■ PROVIDED DATA
○ ○ ○
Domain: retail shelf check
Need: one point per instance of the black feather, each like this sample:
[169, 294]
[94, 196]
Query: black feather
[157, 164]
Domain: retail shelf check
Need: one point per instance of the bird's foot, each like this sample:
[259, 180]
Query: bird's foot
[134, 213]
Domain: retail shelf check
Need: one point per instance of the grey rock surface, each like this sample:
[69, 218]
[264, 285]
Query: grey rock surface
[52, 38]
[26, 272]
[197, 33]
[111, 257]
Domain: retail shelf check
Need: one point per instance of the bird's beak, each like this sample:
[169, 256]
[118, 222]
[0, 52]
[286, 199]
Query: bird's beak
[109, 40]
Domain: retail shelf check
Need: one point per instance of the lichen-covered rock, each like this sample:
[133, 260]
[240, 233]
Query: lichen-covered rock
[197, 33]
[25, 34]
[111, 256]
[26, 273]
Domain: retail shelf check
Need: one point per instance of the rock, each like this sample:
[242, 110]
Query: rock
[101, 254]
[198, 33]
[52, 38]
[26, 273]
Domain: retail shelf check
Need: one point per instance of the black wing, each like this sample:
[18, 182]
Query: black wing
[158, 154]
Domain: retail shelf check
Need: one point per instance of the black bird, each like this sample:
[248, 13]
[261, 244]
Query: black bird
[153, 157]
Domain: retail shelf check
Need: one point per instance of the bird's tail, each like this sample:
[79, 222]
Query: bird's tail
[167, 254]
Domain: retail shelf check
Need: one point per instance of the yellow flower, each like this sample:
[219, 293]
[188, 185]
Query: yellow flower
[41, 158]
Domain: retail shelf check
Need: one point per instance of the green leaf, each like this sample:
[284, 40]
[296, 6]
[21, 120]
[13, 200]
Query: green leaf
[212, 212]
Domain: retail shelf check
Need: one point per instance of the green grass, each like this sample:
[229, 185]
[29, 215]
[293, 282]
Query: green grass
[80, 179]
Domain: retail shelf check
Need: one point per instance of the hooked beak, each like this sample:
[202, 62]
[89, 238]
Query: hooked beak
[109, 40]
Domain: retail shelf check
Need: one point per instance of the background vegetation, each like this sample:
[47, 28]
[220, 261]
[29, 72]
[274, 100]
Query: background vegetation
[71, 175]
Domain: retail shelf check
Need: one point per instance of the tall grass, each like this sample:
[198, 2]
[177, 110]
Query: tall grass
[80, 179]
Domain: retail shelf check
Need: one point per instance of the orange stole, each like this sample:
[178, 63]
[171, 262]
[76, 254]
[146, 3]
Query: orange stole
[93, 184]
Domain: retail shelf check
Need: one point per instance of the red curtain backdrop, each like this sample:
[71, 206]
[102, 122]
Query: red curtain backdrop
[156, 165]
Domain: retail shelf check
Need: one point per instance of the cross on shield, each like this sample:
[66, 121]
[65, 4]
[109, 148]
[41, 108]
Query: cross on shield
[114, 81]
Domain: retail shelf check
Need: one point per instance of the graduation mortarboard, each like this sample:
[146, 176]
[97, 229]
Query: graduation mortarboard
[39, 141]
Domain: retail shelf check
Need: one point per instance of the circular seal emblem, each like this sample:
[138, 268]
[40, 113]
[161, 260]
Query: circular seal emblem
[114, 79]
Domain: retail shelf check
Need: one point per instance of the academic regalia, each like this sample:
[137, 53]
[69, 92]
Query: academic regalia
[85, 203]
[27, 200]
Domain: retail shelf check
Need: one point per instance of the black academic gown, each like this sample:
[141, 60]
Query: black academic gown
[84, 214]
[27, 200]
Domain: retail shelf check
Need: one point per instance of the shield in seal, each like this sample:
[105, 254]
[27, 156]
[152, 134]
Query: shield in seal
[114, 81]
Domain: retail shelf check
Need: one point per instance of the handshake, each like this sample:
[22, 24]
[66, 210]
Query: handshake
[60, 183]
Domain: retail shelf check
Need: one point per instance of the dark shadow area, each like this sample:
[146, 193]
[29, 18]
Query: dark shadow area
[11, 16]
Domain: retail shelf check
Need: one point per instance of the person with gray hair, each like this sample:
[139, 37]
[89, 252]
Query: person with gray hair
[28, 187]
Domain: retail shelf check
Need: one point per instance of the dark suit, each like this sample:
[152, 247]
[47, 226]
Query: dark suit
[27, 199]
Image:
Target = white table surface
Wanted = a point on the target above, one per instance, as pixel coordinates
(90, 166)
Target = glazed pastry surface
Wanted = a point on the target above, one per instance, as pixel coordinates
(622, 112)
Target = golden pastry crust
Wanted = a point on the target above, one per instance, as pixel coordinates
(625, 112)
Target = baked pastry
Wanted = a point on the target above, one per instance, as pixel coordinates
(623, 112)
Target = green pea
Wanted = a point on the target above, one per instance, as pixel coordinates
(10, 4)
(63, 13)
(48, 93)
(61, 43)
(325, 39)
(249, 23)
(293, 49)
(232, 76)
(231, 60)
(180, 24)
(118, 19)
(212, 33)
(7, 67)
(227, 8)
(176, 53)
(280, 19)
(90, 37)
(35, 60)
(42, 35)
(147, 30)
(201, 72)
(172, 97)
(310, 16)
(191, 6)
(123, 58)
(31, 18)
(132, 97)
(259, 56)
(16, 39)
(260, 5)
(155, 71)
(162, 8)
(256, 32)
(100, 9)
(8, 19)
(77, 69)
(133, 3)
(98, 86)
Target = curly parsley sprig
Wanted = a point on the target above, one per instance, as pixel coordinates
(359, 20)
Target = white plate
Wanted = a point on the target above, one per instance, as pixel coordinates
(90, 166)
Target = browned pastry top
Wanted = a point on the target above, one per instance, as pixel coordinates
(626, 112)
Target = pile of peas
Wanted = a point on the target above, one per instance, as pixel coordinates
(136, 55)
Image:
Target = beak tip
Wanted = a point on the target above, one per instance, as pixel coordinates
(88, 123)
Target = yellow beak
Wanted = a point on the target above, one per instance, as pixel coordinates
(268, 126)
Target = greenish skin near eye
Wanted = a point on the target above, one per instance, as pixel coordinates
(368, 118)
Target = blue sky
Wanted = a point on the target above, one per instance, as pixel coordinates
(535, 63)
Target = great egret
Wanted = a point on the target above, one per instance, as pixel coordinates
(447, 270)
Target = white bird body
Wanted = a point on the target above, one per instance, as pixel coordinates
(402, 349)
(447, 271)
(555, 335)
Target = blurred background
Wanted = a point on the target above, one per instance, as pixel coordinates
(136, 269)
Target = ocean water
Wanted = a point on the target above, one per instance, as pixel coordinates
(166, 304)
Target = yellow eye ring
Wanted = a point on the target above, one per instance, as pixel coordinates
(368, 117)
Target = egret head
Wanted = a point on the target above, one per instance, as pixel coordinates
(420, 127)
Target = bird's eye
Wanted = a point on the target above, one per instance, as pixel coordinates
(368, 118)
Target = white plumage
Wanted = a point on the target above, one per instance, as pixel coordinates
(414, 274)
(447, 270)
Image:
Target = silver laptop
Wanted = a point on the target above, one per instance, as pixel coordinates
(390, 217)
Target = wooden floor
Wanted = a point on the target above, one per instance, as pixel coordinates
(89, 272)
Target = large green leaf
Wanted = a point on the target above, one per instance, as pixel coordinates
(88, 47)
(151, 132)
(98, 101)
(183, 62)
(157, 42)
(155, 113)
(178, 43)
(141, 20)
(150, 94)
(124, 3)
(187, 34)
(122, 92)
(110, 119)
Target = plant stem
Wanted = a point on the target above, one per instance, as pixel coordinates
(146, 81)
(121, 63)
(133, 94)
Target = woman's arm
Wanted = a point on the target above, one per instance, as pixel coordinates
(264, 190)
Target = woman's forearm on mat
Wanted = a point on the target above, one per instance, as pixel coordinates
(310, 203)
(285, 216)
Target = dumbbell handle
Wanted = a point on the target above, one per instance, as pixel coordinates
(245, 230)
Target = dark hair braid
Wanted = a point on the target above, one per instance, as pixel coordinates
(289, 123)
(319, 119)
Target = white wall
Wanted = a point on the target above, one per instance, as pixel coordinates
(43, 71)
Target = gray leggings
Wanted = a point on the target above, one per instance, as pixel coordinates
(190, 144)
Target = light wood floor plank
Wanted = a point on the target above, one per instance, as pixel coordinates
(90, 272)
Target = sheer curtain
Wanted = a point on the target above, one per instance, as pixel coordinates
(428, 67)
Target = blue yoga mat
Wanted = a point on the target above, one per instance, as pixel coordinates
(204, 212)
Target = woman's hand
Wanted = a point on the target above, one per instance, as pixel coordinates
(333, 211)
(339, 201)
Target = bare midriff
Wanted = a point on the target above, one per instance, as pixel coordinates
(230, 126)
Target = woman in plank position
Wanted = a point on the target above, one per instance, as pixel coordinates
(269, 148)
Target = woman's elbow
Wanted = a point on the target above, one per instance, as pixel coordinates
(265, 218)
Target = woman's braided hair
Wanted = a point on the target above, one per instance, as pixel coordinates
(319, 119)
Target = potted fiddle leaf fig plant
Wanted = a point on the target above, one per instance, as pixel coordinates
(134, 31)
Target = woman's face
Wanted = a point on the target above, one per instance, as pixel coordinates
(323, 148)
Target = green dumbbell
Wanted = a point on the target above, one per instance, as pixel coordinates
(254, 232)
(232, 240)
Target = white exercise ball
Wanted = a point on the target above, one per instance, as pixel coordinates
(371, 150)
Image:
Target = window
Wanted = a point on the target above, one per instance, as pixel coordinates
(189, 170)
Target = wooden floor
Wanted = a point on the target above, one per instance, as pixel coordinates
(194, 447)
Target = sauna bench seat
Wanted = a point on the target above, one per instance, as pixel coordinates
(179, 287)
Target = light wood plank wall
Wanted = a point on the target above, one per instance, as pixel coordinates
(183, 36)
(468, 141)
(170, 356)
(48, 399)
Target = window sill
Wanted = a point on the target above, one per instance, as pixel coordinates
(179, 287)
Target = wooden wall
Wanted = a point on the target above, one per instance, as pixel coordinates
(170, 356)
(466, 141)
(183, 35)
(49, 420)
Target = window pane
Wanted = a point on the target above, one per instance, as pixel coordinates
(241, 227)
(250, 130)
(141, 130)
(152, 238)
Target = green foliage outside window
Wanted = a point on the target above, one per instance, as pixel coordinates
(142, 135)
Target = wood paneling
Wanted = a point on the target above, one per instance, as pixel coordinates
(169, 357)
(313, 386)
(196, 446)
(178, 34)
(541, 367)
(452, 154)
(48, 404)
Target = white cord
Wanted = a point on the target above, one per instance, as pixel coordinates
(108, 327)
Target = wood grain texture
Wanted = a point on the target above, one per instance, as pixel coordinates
○ ○ ○
■ TASK REQUIREMENTS
Locate the line with "Target = green dumbbell" in the entries above; extract it and every line after it, verbatim.

■ CORRECT OUTPUT
Target = green dumbbell
Wanted = a point on the target above, one per instance, as pixel coordinates
(254, 232)
(232, 240)
Target = white exercise ball
Wanted = a point on the target above, one per instance, as pixel coordinates
(371, 150)
Image:
Target = window
Wanted = a point on the target above, one per instance, as pixel coordinates
(189, 170)
Target = wooden floor
Wanted = a point on the target above, one per instance, as pixel coordinates
(194, 447)
Target = sauna bench seat
Wanted = a point on the target above, one per instance, as pixel coordinates
(179, 287)
Target = light wood plank wall
Wanted = a point on the target above, one per instance, as pixel coordinates
(183, 36)
(468, 141)
(170, 356)
(48, 399)
Target = window sill
Wanted = a point on the target above, one per instance, as pixel coordinates
(179, 287)
Target = wooden wall
Wanted = a point on the target above, one per instance, as pixel coordinates
(170, 356)
(466, 141)
(183, 35)
(49, 420)
Target = window pane
Wanted = a point on the target above, one per instance, as pixel coordinates
(241, 227)
(250, 130)
(141, 130)
(152, 238)
Target = green foliage outside window
Wanted = a point on the target above, one per instance, as pixel coordinates
(142, 135)
Target = wood paneling
Wanted = a point on the target above, one per instance, as pixel coordinates
(169, 357)
(313, 386)
(196, 446)
(178, 34)
(541, 367)
(452, 154)
(48, 404)
Target = white cord
Wanted = a point on the target above, one per instance, as pixel coordinates
(108, 327)
Target = wood grain texture
Wanted = a point on the target above, one per instance, as pixel coordinates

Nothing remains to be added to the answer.